◆ Set exercise 1:
Please reproduce the portion of the records that opens with the line containing "In the picture above, whereabouts is the gravel shoulder?" and closes with the line containing "[0,174,498,374]", both lines included, without changing anything.

◆ Passage shown:

※

2012 NBA Draft: Exploring Detroit's Draft Options

Destiny?

The Detroit Pistons have three-and-a-half weeks to build their strategy going into the 2012 NBA Draft. Through workouts, interviews and and wider player analysis, the Pistons will attempt to build a draft order for the #9 pick, the #39 pick and the #44 pick. While it's likely that trading up will not be an option, there may be opportunities to add or move picks that can be explored by draft day. So how might the draft play out for the Detroit Pistons? Let's take a look at the decisions the team will be making by June 28th.

※

Dataset entries
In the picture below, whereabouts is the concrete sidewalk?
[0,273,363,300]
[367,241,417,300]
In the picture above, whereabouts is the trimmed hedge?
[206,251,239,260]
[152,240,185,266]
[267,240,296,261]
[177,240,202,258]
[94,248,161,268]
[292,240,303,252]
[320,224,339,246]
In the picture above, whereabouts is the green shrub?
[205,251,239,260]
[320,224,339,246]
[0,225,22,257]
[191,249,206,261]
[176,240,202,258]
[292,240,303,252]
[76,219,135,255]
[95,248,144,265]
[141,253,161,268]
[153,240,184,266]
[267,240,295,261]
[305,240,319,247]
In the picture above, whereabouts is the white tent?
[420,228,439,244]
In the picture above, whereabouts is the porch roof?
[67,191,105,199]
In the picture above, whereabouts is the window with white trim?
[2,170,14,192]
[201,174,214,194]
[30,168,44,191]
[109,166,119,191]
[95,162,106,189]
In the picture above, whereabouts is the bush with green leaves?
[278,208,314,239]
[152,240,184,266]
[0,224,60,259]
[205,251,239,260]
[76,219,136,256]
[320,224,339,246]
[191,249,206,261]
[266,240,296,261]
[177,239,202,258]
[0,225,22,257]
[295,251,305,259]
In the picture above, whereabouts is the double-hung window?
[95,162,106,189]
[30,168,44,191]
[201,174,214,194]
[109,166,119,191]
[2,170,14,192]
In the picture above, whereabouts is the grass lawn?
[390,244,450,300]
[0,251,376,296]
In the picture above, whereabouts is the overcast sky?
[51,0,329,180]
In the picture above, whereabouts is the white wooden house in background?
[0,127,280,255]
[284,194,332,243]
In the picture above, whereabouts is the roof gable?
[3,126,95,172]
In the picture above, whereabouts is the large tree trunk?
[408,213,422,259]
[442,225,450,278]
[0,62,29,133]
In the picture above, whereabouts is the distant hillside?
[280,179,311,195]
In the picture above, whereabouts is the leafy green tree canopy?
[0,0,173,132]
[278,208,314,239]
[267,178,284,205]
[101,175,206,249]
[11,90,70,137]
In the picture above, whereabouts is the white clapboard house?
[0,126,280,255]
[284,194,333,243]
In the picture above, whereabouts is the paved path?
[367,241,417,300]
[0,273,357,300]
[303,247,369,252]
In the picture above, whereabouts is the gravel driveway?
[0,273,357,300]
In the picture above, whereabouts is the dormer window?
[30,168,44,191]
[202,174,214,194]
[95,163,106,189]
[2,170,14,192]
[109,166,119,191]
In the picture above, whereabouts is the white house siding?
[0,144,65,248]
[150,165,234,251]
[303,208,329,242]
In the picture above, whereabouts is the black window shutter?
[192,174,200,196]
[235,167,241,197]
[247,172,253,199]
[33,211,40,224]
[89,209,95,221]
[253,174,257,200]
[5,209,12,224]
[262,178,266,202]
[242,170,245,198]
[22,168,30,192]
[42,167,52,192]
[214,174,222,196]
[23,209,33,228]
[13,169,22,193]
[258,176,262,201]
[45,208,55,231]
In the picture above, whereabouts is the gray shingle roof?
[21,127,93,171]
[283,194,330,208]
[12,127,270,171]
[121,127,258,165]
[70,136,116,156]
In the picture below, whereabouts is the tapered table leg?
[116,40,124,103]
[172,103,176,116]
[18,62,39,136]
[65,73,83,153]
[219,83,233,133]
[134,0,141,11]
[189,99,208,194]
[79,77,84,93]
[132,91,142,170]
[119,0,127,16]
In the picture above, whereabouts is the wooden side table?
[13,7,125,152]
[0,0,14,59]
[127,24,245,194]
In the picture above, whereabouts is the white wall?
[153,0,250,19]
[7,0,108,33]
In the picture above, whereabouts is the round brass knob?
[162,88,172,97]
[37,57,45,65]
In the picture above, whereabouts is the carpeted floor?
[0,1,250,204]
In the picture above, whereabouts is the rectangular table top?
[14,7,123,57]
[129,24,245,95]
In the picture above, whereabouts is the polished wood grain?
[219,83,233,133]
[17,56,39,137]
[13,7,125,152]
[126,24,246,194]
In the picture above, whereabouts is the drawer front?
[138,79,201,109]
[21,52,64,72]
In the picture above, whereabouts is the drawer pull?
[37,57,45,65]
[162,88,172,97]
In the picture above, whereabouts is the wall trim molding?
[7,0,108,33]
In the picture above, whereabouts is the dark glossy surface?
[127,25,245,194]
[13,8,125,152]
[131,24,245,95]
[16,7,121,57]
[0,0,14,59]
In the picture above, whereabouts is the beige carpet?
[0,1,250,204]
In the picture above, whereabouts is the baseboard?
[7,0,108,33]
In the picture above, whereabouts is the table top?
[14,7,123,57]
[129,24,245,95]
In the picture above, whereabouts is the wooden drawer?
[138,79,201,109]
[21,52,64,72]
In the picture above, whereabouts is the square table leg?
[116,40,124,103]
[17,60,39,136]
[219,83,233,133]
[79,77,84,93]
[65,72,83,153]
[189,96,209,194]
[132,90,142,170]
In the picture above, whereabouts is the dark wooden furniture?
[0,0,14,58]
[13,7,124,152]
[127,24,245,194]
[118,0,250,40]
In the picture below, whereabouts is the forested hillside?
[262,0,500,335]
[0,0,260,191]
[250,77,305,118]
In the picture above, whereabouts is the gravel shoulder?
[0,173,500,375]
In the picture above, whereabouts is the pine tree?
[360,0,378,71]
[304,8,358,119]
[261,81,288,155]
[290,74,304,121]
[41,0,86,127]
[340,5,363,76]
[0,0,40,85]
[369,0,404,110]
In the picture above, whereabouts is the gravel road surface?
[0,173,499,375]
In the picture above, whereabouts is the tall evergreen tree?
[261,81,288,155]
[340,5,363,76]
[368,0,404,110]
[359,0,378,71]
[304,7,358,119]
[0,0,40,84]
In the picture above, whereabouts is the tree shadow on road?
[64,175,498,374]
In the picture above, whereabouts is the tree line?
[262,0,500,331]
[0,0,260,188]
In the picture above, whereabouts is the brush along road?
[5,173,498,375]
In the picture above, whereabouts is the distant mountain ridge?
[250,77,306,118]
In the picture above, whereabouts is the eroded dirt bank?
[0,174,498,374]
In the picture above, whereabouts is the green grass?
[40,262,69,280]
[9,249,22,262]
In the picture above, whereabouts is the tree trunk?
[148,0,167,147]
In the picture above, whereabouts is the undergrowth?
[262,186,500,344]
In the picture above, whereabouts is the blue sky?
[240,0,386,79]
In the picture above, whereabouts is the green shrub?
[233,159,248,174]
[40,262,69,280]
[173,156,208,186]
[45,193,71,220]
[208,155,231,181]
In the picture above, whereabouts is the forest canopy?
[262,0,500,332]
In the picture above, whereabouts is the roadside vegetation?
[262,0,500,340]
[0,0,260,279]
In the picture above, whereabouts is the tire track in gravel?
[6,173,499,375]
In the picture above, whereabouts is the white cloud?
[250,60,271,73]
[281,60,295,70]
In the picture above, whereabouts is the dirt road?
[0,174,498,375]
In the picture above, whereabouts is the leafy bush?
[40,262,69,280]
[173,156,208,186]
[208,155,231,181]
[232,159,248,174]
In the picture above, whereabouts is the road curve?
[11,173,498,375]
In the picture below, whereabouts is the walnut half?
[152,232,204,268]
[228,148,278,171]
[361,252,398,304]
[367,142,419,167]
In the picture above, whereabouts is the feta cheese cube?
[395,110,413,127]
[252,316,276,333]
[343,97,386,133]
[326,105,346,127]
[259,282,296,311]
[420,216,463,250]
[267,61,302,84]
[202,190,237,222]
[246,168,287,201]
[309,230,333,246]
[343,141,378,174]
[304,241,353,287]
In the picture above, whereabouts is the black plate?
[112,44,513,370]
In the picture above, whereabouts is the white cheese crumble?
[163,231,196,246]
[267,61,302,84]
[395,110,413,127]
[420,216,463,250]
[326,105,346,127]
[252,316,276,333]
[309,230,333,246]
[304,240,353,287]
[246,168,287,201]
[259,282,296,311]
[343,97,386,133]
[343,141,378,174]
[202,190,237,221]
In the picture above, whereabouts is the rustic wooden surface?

※

◆ Set exercise 2:
From the Pistons draft article, pull out word for word the part that opens with the words containing "The Detroit Pistons have" and closes with "by June 28th.".

◆ Correct output 1:
In the picture above, whereabouts is the gravel shoulder?
[0,173,500,375]
In the picture above, whereabouts is the pine tree?
[360,0,378,71]
[304,8,358,119]
[261,81,288,155]
[290,74,304,121]
[41,0,86,127]
[340,5,363,76]
[0,0,40,85]
[369,0,404,110]
In the picture above, whereabouts is the gravel road surface?
[0,173,499,375]
In the picture above, whereabouts is the tall evergreen tree?
[261,81,288,155]
[340,5,363,76]
[368,0,404,110]
[359,0,378,71]
[304,7,358,119]
[0,0,40,84]
In the picture above, whereabouts is the tree shadow on road?
[64,175,498,374]
In the picture above, whereabouts is the tree line?
[262,0,500,331]
[0,0,260,188]
In the picture above, whereabouts is the brush along road?
[5,173,498,375]
In the picture above, whereabouts is the distant mountain ridge?
[250,77,306,118]
In the picture above, whereabouts is the eroded dirt bank?
[0,174,498,374]

◆ Correct output 2:
The Detroit Pistons have three-and-a-half weeks to build their strategy going into the 2012 NBA Draft. Through workouts, interviews and and wider player analysis, the Pistons will attempt to build a draft order for the #9 pick, the #39 pick and the #44 pick. While it's likely that trading up will not be an option, there may be opportunities to add or move picks that can be explored by draft day. So how might the draft play out for the Detroit Pistons? Let's take a look at the decisions the team will be making by June 28th.